:: TEXT UNDER STUDY ::
════════
Marlene Busko

March 07, 2016

PHOENIX, AZ — Postmenopausal women in the Women's Health Initiative who had a first MI and increased or maintained recommended levels of physical fitness and walking had a reduced risk of dying during an 8-year follow-up, in a new study[1].

Importantly, becoming more sedentary was also linked to a greater risk of dying during follow-up, Dr Anna M Gorczyca (Indiana University, Bloomington) reported at the recent American Heart Association (AHA) Epidemiology and Prevention and Lifestyle and Cardiometabolic Health (EPI/Lifestyle) 2016 Scientific Sessions.

Specifically, among the women who sat for less than 8 hours a day before their MI, every 1-hour/day increase in sitting time after their MI was associated with an 11% greater likelihood of dying during follow-up.

"We have known about the beneficial effects of cardiac rehab for years, but this study now adds information about sitting time," Gorczyca told heartwire from Medscape. The message for cardiologists is to encourage patients, especially those who are the least active, to get off the couch. "If patients can reduce their sitting time after an MI and get up and move and even replace it with light to moderate physical activity, we're really seeing beneficial effects," she said.
════════
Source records
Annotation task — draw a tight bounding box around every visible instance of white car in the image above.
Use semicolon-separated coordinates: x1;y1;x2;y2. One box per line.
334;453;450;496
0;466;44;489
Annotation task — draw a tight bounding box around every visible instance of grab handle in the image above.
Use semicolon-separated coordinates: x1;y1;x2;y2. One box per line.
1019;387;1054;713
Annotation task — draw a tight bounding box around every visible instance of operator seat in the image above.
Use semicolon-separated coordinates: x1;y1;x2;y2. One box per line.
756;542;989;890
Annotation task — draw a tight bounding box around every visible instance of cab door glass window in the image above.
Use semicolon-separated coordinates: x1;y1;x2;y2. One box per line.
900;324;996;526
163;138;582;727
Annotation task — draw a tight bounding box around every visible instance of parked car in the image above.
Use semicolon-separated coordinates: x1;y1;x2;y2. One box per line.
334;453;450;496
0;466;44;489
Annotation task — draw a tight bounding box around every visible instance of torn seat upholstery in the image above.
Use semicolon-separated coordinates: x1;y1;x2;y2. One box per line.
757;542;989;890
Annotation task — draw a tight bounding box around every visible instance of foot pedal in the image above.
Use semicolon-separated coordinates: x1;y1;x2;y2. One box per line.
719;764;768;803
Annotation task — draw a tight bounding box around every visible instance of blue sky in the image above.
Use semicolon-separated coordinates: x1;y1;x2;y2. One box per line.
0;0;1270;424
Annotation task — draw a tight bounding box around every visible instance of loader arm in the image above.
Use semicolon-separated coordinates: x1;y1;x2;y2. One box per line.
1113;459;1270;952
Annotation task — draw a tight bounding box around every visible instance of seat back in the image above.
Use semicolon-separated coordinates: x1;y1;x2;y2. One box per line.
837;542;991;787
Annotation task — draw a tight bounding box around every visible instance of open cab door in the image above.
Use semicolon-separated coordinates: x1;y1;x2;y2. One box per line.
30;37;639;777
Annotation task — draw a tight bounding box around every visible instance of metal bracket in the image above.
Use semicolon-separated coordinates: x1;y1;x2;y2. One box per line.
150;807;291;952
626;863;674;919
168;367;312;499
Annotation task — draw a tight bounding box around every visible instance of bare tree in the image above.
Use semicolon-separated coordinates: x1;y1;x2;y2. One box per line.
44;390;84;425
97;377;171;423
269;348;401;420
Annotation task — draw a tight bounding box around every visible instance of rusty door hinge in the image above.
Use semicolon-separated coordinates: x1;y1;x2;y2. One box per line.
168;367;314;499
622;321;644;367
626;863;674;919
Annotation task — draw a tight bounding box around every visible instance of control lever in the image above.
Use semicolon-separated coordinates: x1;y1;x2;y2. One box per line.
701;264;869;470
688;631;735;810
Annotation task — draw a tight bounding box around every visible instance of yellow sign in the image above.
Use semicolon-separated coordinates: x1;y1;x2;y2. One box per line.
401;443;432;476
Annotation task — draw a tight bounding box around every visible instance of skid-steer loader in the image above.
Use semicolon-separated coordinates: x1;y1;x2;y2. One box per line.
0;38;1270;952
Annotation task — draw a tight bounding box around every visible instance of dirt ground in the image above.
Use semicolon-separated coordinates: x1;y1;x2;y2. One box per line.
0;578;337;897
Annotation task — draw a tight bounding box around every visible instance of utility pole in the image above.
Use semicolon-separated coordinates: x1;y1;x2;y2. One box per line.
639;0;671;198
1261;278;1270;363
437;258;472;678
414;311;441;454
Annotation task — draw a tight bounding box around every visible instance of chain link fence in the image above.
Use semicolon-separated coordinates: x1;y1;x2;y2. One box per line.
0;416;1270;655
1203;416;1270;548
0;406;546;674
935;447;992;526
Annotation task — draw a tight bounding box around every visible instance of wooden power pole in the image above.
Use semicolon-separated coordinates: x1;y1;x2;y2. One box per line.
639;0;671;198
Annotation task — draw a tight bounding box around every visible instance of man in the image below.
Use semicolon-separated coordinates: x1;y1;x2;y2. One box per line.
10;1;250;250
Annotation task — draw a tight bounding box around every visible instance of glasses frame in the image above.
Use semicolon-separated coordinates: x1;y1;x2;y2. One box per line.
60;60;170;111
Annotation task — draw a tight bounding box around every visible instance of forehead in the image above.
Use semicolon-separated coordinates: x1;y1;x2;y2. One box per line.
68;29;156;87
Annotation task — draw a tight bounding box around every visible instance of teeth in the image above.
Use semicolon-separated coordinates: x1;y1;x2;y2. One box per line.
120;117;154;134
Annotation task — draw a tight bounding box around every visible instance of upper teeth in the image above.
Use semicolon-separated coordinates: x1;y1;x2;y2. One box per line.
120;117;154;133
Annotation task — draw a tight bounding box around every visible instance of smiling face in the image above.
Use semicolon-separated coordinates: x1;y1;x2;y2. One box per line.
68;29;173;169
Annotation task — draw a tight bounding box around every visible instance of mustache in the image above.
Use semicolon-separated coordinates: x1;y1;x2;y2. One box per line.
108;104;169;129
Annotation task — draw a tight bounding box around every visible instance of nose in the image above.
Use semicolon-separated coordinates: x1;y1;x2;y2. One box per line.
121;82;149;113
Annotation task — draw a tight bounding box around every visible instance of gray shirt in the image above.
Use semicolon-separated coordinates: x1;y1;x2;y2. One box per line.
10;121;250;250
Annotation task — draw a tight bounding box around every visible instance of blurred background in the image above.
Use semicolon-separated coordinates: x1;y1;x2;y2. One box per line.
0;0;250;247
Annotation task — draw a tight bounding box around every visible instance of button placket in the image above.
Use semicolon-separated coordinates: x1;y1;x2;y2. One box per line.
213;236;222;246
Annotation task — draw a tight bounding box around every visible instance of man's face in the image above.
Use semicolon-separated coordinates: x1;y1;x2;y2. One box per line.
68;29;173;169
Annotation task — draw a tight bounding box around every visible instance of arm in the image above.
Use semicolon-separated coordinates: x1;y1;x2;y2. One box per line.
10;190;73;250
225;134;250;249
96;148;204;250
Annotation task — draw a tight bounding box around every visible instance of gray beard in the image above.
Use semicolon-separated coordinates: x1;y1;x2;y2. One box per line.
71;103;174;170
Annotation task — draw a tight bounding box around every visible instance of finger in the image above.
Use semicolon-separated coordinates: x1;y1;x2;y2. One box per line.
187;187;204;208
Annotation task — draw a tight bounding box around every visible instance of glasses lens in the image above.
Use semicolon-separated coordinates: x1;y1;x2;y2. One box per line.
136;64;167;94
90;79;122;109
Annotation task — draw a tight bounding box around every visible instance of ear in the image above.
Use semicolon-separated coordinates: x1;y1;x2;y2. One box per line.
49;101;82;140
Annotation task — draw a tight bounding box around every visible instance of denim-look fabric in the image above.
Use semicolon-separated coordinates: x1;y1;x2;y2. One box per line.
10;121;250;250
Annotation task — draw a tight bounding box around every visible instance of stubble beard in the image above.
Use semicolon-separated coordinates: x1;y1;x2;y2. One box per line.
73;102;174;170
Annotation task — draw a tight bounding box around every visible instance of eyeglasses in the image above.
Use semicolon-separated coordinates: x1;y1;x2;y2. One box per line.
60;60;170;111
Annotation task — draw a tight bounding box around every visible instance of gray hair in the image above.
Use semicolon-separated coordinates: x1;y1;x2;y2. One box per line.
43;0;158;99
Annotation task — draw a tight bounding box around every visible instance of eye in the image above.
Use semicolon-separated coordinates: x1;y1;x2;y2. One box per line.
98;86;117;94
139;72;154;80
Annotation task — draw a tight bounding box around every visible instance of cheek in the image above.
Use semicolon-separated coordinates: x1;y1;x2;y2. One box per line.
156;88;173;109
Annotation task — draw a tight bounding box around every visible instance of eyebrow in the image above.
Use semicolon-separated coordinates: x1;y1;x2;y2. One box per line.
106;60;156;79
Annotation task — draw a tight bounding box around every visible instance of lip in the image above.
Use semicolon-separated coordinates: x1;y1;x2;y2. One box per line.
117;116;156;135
════════
:: GOAL OF THE EXERCISE ::
Pick up the report on sitting time and survival after a first heart attack in postmenopausal women, and continue it from its last sentence. These rows were drawn from a separate source.

:: RESPONSE TO THE TASK ::
Session comoderator Dr Marie-France Hivert (Harvard Pilgrim Health Care Institute, Boston, MA) agreed. Instead of telling patients to "aim for 150 minutes of physical activity a week," clinicians should advise them to "just do a little bit; buy yourself a device to increase your physical activity a little bit," which would help get their heart rates up.

Sitting or Walking and Moving After a Heart Attack

Women are still 36% less likely than men to participate in cardiac rehabilitation after a first MI, Gorczyca noted. The researchers aimed to investigate how changes in physical activity, walking, and sitting, before vs after a heart attack affect survival.

They analyzed data from the Women's Health initiative, which enrolled 93,676 postmenopausal women who were 50 to 79 years old during 1994 to 1998 and followed them until 2014.

At baseline and each year until year 8, the women replied to questionnaires that asked about their walking and light, moderate, or strenuous physical activity. At baseline, year 3, and year 6, they also reported how many hours a day they usually spent sitting (while working, eating, watching television, driving or riding in a car, or talking).

From this, the researchers calculated metabolic equivalent [MET] hours/week for physical activity and walking. Being physically active was defined as doing at least 7.5 MET hours of physical activity a week (which corresponds to the current recommendations of at least 150 minutes of moderate/intensive activity a week). A high amount of walking was defined as more than 3.5 MET hours a week. A high sitting time was defined as sitting at least 8 hours a day.

The researchers examined the differences in these measures based on the questionnaire replies immediately before and after the MI.

Of the 3129 women who had a first MI during follow-up, 838 women had data about their physical activity and walking, and 514 women had data about sedentary time.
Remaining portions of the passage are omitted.